(Records from a data collection)
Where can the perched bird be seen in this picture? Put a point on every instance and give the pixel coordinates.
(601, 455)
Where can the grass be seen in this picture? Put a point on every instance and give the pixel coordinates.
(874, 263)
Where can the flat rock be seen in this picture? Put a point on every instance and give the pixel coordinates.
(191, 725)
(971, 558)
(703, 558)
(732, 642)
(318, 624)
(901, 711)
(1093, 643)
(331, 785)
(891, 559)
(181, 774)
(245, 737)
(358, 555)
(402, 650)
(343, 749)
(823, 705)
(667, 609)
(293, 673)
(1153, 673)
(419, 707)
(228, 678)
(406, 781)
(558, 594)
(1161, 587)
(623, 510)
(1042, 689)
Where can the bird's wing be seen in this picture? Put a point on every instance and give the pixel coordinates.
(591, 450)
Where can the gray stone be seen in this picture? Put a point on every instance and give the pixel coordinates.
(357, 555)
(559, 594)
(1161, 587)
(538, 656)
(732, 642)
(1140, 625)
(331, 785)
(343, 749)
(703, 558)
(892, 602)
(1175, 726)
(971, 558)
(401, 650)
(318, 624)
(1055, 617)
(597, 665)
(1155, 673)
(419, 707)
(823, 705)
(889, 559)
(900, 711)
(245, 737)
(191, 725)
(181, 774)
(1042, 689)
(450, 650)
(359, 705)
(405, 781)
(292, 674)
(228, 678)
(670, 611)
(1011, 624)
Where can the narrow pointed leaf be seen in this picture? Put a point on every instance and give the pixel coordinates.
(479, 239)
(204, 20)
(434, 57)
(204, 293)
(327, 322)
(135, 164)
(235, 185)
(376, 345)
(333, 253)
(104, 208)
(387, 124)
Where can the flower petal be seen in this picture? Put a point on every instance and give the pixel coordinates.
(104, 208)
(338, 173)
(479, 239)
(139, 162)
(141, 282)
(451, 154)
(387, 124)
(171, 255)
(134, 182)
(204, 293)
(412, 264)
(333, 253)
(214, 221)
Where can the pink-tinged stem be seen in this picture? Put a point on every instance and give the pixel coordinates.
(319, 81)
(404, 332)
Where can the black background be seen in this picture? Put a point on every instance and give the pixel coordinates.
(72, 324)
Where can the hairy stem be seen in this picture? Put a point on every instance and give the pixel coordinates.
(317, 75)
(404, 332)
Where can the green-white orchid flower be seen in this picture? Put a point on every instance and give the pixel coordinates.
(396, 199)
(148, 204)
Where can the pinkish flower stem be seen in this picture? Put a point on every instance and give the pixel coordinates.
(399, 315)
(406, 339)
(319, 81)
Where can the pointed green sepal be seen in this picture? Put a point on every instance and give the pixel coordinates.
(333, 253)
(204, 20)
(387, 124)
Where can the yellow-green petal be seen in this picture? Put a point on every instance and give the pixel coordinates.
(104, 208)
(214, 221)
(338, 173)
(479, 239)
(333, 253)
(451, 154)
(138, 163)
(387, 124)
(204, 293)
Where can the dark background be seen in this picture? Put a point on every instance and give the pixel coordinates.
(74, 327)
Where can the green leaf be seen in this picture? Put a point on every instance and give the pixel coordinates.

» What you are asked to do
Copy out every line in full from the row that contains "Where can the dark" through the end of the rows, shifting each coordinate value in the answers by -107.

» Result
Where can the dark background be seen in this picture? Put a point on every instance and give the pixel coordinates.
(-33, 220)
Where can the green leaf be seen in this picture? Put a point on every instance and give the pixel coordinates.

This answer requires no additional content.